* Begin MATERIAL PROVIDED *

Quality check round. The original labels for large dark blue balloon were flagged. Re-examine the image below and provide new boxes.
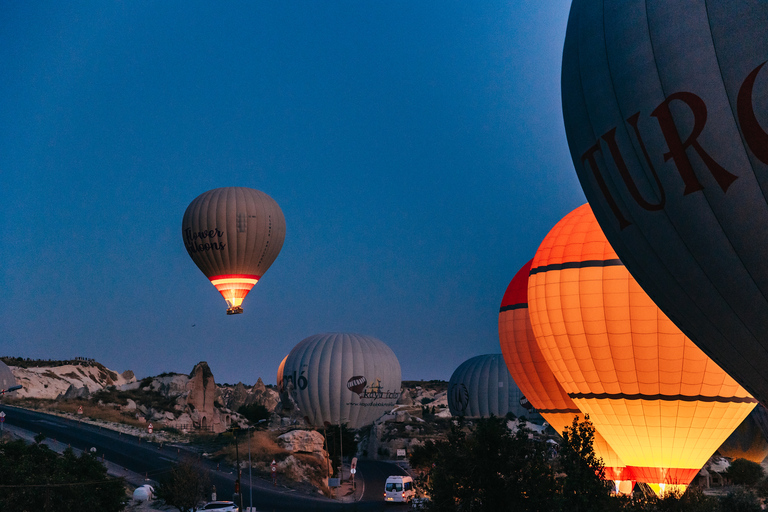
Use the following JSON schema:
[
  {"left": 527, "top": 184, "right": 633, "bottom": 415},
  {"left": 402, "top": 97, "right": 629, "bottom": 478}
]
[{"left": 562, "top": 0, "right": 768, "bottom": 404}]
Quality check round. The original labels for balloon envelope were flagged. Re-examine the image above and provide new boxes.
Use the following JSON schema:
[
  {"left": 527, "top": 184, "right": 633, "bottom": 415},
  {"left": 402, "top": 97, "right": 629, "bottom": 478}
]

* End MATERIAL PROVIDED *

» AIM
Rewrite every line of the data above as a JSON list of strings, one string per line, omitting blank lines and leaving out the pictures.

» EXERCISE RESULT
[
  "Quality check round. The original labels for large dark blue balloon were flagged. Re-examine the image below and provide new boxes.",
  "Use the following JSON schema:",
  "[",
  "  {\"left\": 527, \"top\": 184, \"right\": 633, \"bottom\": 415},",
  "  {\"left\": 402, \"top\": 97, \"right\": 629, \"bottom\": 478}",
  "]",
  "[{\"left\": 562, \"top\": 0, \"right\": 768, \"bottom\": 404}]",
  "Quality check round. The original labels for balloon envelope were flagged. Re-examine the image above and provide new boxes.",
  "Use the following JSON schema:",
  "[",
  "  {\"left\": 527, \"top\": 184, \"right\": 633, \"bottom\": 415},",
  "  {\"left\": 402, \"top\": 97, \"right\": 629, \"bottom\": 478}",
  "]"
]